__Problem set__:
- 1) Summarize the travel post about the hike near Ban Lung in two sentences.
- 2) Carry on the travel post about the hike near Ban Lung from its final sentence.

__Text to read__:
_ _ _ _ _

This gets us to Ninh Binh

Time difference: 15 hours later than Olympia

Time on a Plane: 1 day 10 hours 30 minutes

Time in a Car/Bus: 1 week 4 days 11 hours 0 minutes

Time on a Train: 16 hours 0 minutes

Time on a Boat: 2 days 10 hours 50 minutes

Time in an Airport: 1 day 1 hour 10 minutes

Total time in Transit: 3 weeks 3 days 18 hours 10 minutes

Sunday, March 17, 2013

Hiking in That Forest Near Ban/Van Lung/Long

     So, bright and early, we hiked the block or so to the Parrot travel agency to leave for our Expedition.  Because of the around of typos I've had to correct in the last few lines I should mention that the keyboard is out of batteries so I'm typing on the screen of the iPad and not used to it.
     Anyhoo, when we get there we have the happy surprise of having not motorcycles to take us the hour or so to where we start hiking but a trek.  Our group as large, us and four Germans as well as our guide and two rangers.  Three of the Germans--Nadine, Ben, and Johan--are traveling in a group and the fourth, Matthias, sat in the bed of the truck with us on our way to the village where we crossed the La Li river.  I felt pretty covered up with long pants, long sleeves, a cap, a surgical mask, and sunglasses but by the time we arrived my face and hands were caked with red dust.  My eyebrows only changed back to their natural color after intensive scrubbing a few days later.
     While we were waiting for the ferry my mom and I walked up to the market and bought some chili peppers in case the food was bland or inedible and a fruit that was about the size and shape of grapes and had a stiff brown skin that we peeled to eat the eyeball-like (unappetizing but realistic) fruit.  The pit to fruit ratio was such that after a few I deemed it not worth the effort but my parents snacked for some time.
     The boat was a large wooden platform with a shade and motor on one side and motorbikes and other vehicles on the other.  The river wasn't wide but the boat moved so painfully slowly it would have taken at least half as much time to swim it.  It was only nine in the morning but already hot enough to long for that icy lemonade we had in Lima and dread the hike to come.
     So far there have been no regrets about the decision to ditch backpacks in favor of rolling bags but that meant our bags were daybags now and we had to carry waterbottles in our hands when they were distributed a couple of hours later.
    Almost immediately after we got off the boat Nadine was on a bike and gone, shrugging at us to indicate that she had no idea where she was going either.  Before the rest of us left on the fleet of motorbikes waiting for us my dad scrounged up a helmet for  me and made our guide tell my driver to drive safely and slowly.  I think he did--I didn't fall off--but the dirt road we were driving on was so filled with potholes and bumps that is was a fairly brain-rattling ride. The one hill and two bridges we went over were nervewracking.  The first was steep and bouncy and the second rickety and narrow but both were survived by all of us.
     Our ride deposited us in a shelter with a roof, two walls, and a raised platform on either side where we dropped our bags.  The motorbikes went in with hammocks and water and we waited a long time for something I'm not quite clear on.  We made the decision to go with a Cambodian agency but at this point we regretting it a but because they didn't seem clear on how much water they had or that we needed or what to do with it.  Everything ended up alright, though, and we were glad for our desicion in the end.

_ _ _ _ _

__Extracted records__:
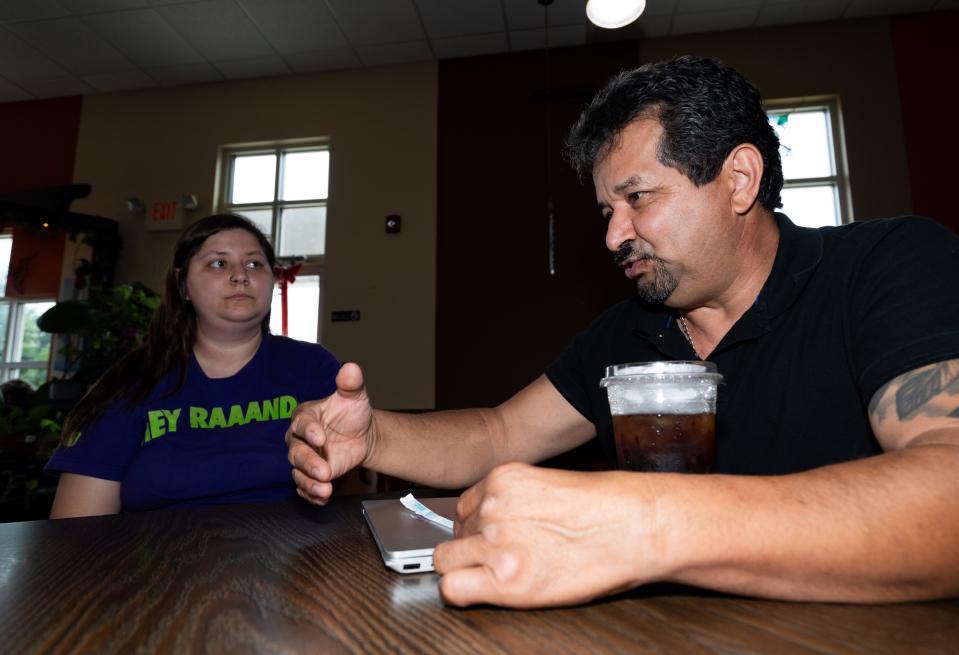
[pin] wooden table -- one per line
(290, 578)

_ _ _ _ _

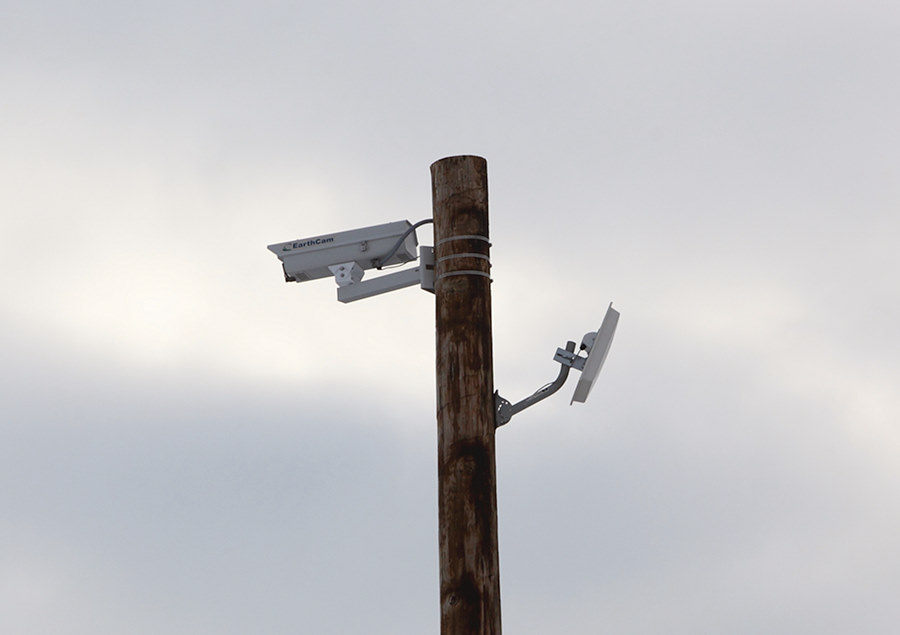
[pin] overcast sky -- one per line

_ _ _ _ _

__Answers to the exercises__:
- 1) The writer and their parents left the Parrot travel agency in a truck with four Germans, a guide, and two rangers, arriving caked in red dust, and after buying chili peppers and fruit at a market they crossed the La Li river on a very slow ferry. Motorbikes then carried them over a bumpy, pothole-filled dirt road to a shelter, where they waited a long time and briefly regretted choosing a Cambodian agency that seemed unclear about the water, though everything turned out fine.

- 2)
     When everything was finally organized we trudged up a dirt road for a few hundred meters before turning onto a dust path.  We were walking by fields that had been burnt to stubble and completely dried out in the sun so there was at best little relief from baking.  Our guide told us a story about a cannibal tribe that lived in the hills near where we hiked but though there are (or were, I'm not sure) his story was embellished.
     The Ban Lung area is fairly filled with Germans.  We met two more returning from a similar hike when we were starting out.  Apparently they had opted out of rafting the last day in favor of getting back to town earlier but looked about as hot as we felt and we started to worry that we wouldn't be able to raft at all.  It wasn't a pleasant thought.  Hiking that way once was bad enough.
     After about an hour and a half we stopped in a place with a couple intact trees and ate veggie takeout.  I was too hot to eat anything but everybody else added liberal amounts of soy sauce and enjoyed. Johan was a vegetarian too so while Ben and Nadine travelled with him they conformed and Matthias ate the same for lunch because no meat was on offer.
     When everyone was done our guide and the dubious rangers (dubious because they weren't hired by the national park and had to be dissuaded out of taking crossbows) look for spiders to show us.  Their method was to poke sticks down their nests in hopes of making them angry enough to come out but none surfaced.
     Nadine started telling us about their trip.  She told us a little about some of the cities on our list; apparently Vientiane is a lot like a large version of Hoi An and Chang Mai is touristy.   They only have four weeks as a break from school and couldn't tell us about everything on our list but what they could was useful.
    No spiders were found and we hiked on.   We had yet to walk through jungle and the decimated and sizzling land was depressing.  Not to mention hot.   After another hour or so of walking through that (Matthias somehow found the energy to talk constantly the whole way... Luckily in German) we arrived at a house where the motorbikes had left the extra supplies.  It was amazing to sit down in the shade for a little while even if there was motor oil on the bench, and we drank a ton of water and finally were able to try the melon-sized, green, spiky jackfruits.  I have a picture later because we bought one in Stung Treng.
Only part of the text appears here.